■ Activity: Write out each record in full and exactly as given. Skip any pictures.

[Stored data entries]
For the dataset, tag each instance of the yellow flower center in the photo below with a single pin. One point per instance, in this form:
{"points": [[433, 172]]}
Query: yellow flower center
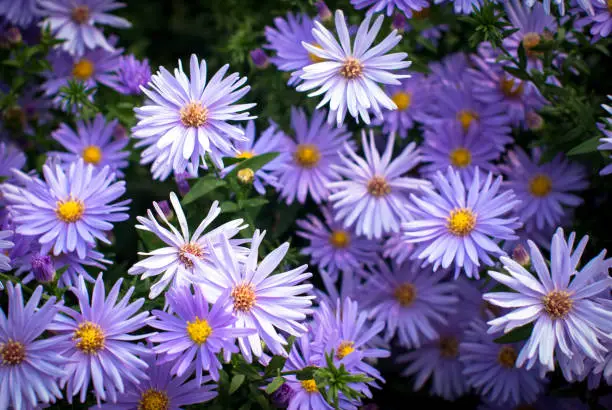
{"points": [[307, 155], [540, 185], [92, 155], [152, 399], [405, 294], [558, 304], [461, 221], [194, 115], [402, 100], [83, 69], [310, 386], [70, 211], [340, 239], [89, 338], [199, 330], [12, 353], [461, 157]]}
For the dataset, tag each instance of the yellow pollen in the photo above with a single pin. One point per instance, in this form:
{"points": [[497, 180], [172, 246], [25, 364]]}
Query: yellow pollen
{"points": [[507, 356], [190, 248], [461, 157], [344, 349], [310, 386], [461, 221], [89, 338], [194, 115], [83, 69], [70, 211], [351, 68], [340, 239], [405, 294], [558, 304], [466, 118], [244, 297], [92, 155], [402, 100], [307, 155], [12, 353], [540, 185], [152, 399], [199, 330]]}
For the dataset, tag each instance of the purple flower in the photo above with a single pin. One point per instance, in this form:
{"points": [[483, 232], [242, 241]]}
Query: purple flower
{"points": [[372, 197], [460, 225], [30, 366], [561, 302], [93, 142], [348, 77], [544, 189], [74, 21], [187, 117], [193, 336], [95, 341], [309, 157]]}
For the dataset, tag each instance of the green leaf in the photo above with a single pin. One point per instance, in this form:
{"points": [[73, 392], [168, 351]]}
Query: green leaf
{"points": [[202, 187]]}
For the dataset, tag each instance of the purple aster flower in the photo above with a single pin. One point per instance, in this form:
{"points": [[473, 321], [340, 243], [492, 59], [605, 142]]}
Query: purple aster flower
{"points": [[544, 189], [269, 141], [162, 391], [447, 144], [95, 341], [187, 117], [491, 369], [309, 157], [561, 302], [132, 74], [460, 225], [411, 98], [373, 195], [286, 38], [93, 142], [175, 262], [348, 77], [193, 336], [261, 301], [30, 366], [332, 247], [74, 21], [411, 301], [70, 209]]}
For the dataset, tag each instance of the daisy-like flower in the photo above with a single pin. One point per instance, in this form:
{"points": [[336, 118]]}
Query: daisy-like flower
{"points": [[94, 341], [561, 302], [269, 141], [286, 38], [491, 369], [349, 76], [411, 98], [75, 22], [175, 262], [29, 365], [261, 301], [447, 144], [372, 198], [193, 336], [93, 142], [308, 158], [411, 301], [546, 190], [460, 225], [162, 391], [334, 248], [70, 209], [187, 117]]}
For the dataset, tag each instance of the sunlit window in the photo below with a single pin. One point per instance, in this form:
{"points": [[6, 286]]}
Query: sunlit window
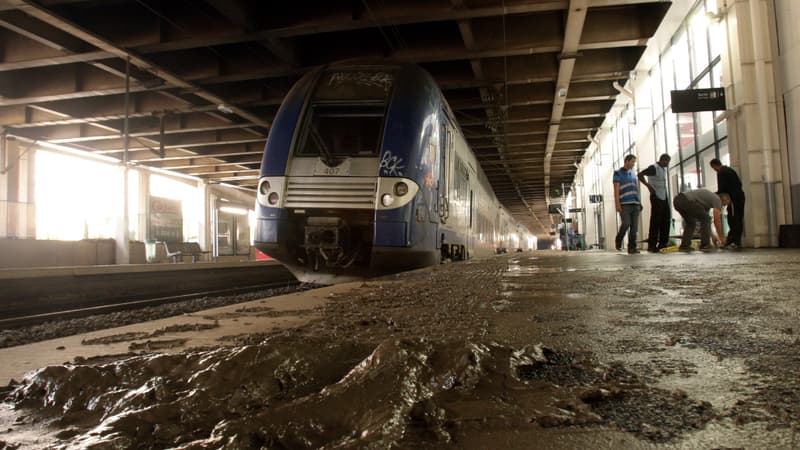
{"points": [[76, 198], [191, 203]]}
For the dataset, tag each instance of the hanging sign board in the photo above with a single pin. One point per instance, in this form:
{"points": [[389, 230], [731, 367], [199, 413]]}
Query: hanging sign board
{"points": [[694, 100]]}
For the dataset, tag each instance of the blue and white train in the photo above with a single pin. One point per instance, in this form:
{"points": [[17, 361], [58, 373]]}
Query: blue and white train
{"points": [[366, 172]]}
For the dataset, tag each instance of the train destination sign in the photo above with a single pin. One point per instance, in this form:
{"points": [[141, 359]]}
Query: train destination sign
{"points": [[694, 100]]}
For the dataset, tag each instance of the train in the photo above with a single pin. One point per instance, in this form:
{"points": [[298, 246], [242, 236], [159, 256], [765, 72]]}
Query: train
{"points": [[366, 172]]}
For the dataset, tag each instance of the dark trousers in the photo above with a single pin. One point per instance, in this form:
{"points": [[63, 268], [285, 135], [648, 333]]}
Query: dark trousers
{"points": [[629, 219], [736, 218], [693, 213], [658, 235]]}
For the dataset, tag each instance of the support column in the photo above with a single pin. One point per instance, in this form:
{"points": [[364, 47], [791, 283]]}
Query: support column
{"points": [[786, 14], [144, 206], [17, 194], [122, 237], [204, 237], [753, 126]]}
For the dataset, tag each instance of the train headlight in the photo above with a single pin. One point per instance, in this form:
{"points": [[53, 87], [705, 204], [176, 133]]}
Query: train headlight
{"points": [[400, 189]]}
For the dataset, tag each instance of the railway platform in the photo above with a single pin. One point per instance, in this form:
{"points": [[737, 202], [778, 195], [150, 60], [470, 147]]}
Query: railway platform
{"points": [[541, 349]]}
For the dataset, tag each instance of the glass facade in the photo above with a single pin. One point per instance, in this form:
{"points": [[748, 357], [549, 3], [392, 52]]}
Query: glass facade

■ Output:
For the dataset, tag each instance of the yellow flower center in the photo below with a single pin. One point per instance, in this form:
{"points": [[433, 172]]}
Query: yellow flower center
{"points": [[307, 155], [540, 185], [92, 155], [152, 399], [405, 294], [558, 304], [461, 221], [194, 115], [402, 100], [83, 69], [310, 386], [70, 211], [340, 239], [89, 338], [199, 330], [12, 353], [461, 157]]}
For the dataset, tag each instance of the yellow pollen in the photo above with a single pin. One point per instance, in this form:
{"points": [[497, 180], [172, 246], [25, 364]]}
Query: yellow pollen
{"points": [[507, 356], [190, 248], [461, 157], [344, 349], [310, 386], [461, 221], [89, 338], [194, 115], [83, 69], [70, 211], [351, 68], [340, 239], [405, 294], [558, 304], [466, 118], [244, 297], [92, 155], [402, 100], [307, 155], [12, 353], [540, 185], [152, 399], [199, 330]]}
For the dataset, tag each instance of the purple flower in the photo above with a single pin. One point per instance, in this form:
{"points": [[483, 232], [242, 241]]}
Query: purple flower
{"points": [[372, 197], [460, 225], [30, 366], [561, 302], [93, 142], [348, 77], [544, 189], [74, 21], [187, 117], [193, 336], [95, 341], [309, 157]]}
For the dataset, tag each instance of the green leaf in the photo above with a single pin. One point per instance, in this form:
{"points": [[73, 392], [168, 351]]}
Query: green leaf
{"points": [[202, 187]]}
For the dataset, tag each instance of the purple aster flower in the photo above with a single pin. One point per instance, in this form:
{"points": [[473, 321], [340, 243], [492, 59], [605, 142]]}
Query: purple aster flower
{"points": [[544, 189], [269, 141], [162, 391], [447, 144], [95, 341], [187, 117], [491, 369], [309, 157], [561, 302], [132, 74], [460, 225], [411, 98], [373, 195], [286, 38], [93, 142], [175, 262], [348, 77], [193, 336], [261, 301], [30, 366], [332, 247], [74, 21], [411, 301], [70, 209]]}
For the dataset, tag each instance of the daisy-like flower in the photo above with a single pin. One point per instance, in this form:
{"points": [[336, 118]]}
Query: daisy-like flower
{"points": [[94, 341], [561, 302], [269, 141], [286, 38], [491, 369], [349, 76], [411, 98], [75, 22], [175, 262], [29, 365], [261, 301], [447, 144], [372, 198], [193, 336], [93, 142], [308, 158], [411, 301], [546, 190], [460, 225], [162, 391], [334, 248], [70, 209], [187, 117]]}
For the dataset, tag each instance of the sunlit window in the photo below with a single pin. One point per instance, in this form:
{"points": [[6, 286]]}
Query: sunlit window
{"points": [[76, 198], [191, 203]]}
For the dataset, tag each instance of the hanging sign board in the photo above with a single pin. One point per instance, in this form:
{"points": [[389, 230], [731, 367], [199, 413]]}
Query: hanging sign board
{"points": [[694, 100]]}
For the dataset, tag each instance of the blue and white train in the photo above with a single pin. One point per instance, in this form:
{"points": [[17, 361], [58, 373]]}
Query: blue and white train
{"points": [[366, 172]]}
For the dataset, tag each instance of the train destination sign in the photo above with a single pin. One point per instance, in this form:
{"points": [[141, 359]]}
Query: train destination sign
{"points": [[694, 100]]}
For the dataset, tag each instance of the train in the photo above with a single pin. One point per instance, in this form:
{"points": [[298, 246], [242, 236], [159, 256], [765, 72]]}
Query: train
{"points": [[366, 172]]}
For the dataset, tag each instance of the dark trousers in the photo above with a single pin. One point per instance, in this form:
{"points": [[63, 268], [285, 135], [648, 333]]}
Query: dark trousers
{"points": [[629, 219], [736, 218], [693, 213], [658, 235]]}
For the dataset, tag each instance of the support column in the photo above with a single pin. One point per instance, in this form:
{"points": [[364, 47], [791, 283]]}
Query: support column
{"points": [[786, 14], [144, 206], [17, 194], [122, 237], [204, 237], [753, 126]]}
For the dataset, tag each instance of the train headlight in the photo above with a single pin. One point per instance, in this form:
{"points": [[53, 87], [705, 204], [176, 133]]}
Query: train headlight
{"points": [[400, 189]]}
For the dataset, tag each instance of the railway platform in the photo above with a single pin. One point per instance, in this form:
{"points": [[737, 202], [778, 195], [150, 60], [470, 147]]}
Query: railway platform
{"points": [[541, 349]]}
For the dataset, tag each instance of the glass facade in the photo above with a single pin. One point per instance, in this form:
{"points": [[748, 357], [549, 3], [392, 52]]}
Query: glass facade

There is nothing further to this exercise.